TASK BRIEF –
Report all lines of the records that contain "with".

SOURCE DATA –
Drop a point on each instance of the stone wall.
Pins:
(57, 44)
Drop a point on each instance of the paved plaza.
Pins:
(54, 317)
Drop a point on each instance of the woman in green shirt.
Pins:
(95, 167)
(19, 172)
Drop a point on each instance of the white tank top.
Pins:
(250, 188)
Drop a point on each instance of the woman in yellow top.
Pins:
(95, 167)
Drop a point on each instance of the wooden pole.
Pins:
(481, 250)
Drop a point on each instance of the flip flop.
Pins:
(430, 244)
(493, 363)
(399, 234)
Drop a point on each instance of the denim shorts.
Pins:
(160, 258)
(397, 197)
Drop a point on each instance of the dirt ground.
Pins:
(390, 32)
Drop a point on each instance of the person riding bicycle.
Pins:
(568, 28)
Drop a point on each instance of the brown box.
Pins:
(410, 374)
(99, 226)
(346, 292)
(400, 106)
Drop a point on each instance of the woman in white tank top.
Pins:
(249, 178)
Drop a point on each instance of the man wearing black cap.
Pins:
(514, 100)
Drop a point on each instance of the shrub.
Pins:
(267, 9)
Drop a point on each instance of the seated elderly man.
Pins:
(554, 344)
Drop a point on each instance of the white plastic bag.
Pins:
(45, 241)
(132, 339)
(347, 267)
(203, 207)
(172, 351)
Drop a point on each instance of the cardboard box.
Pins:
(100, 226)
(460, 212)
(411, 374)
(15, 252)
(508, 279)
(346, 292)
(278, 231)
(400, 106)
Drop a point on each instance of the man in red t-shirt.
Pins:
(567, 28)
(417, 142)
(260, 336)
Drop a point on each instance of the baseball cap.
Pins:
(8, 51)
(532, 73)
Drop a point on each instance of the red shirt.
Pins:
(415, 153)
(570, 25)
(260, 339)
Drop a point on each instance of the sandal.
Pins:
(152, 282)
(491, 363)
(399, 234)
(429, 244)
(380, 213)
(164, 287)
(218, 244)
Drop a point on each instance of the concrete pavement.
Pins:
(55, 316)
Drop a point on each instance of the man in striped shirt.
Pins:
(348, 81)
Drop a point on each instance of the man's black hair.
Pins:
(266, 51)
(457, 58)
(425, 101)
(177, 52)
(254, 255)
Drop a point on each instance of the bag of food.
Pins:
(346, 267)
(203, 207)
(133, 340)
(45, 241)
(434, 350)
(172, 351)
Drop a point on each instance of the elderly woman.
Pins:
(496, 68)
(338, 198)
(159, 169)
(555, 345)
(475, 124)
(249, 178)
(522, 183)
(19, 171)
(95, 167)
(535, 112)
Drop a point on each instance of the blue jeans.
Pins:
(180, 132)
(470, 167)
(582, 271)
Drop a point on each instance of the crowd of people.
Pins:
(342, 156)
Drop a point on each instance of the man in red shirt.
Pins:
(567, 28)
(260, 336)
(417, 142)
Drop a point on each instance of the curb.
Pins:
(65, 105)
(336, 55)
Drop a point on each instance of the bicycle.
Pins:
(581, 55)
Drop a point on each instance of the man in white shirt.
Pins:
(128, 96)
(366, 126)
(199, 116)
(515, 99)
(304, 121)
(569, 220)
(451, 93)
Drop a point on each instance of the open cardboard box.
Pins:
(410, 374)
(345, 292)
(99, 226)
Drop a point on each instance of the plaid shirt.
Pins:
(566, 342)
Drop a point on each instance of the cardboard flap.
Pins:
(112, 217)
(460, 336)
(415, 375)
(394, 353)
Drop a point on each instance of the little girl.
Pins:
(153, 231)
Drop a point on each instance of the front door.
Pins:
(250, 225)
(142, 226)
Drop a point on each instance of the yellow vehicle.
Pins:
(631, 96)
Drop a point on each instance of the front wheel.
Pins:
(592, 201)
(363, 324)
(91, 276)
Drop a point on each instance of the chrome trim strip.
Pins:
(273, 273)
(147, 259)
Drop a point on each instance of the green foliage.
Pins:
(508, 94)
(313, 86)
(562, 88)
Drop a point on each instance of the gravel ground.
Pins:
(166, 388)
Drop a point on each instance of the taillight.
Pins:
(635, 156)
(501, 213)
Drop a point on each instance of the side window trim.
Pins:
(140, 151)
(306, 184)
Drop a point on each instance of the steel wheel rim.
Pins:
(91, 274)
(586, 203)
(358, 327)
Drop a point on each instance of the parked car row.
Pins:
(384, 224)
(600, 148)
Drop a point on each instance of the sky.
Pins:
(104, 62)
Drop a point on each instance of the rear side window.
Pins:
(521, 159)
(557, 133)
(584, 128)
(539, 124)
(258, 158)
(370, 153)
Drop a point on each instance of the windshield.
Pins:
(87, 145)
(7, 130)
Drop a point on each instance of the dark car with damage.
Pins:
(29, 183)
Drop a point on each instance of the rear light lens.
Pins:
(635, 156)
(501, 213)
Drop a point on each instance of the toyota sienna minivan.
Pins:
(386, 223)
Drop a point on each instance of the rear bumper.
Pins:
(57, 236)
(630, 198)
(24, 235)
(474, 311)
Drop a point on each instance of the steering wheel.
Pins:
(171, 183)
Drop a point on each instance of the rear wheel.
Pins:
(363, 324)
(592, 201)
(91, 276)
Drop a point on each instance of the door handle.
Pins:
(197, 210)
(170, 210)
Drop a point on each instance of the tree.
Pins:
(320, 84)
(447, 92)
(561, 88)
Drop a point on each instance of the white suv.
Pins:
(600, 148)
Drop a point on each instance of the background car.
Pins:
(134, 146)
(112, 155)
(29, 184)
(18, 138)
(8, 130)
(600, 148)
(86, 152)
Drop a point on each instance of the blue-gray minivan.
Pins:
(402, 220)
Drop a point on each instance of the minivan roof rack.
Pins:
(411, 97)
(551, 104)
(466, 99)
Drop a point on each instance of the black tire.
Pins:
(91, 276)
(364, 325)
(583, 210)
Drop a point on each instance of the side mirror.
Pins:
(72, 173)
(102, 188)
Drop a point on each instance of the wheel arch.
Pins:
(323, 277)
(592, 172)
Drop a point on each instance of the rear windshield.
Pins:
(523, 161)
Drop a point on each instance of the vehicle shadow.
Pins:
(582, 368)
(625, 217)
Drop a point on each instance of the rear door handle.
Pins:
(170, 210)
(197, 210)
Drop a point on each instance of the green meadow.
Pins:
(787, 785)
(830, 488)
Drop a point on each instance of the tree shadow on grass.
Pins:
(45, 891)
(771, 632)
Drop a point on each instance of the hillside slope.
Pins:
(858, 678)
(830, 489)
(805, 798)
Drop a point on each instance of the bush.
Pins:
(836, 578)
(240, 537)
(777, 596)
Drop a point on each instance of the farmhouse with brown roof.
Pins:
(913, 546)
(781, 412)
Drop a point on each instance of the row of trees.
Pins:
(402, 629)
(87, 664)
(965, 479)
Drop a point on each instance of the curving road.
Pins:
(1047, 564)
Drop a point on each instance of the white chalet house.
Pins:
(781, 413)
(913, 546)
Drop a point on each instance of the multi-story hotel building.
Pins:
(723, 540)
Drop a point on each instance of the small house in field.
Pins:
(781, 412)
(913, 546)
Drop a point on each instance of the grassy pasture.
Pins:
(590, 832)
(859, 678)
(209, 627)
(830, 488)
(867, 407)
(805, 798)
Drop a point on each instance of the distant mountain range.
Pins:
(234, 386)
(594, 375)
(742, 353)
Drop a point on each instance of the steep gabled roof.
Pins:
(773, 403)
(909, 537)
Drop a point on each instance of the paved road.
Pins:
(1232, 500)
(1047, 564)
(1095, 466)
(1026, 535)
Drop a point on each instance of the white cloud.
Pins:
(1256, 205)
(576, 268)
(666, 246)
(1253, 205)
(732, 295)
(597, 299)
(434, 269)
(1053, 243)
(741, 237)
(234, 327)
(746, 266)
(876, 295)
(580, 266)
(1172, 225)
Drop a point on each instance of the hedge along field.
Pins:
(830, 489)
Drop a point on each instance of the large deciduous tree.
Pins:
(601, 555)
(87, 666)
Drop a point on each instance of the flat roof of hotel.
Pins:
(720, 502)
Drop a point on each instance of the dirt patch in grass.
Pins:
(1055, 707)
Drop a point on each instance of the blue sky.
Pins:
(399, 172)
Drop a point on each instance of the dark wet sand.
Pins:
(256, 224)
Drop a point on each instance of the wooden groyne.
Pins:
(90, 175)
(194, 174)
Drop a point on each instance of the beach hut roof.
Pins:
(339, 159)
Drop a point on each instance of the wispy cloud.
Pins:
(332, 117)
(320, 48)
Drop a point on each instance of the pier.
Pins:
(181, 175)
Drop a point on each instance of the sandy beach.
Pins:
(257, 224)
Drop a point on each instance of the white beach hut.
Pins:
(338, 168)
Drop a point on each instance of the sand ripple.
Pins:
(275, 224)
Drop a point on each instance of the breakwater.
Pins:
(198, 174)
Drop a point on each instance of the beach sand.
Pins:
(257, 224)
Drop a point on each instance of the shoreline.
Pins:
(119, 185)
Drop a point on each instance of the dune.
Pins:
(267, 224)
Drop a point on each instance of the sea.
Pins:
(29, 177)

COMPLETED TASK –
Drop a point on each instance of the dark car with damage.
Drop a point on each instance of the farmhouse with brown roof.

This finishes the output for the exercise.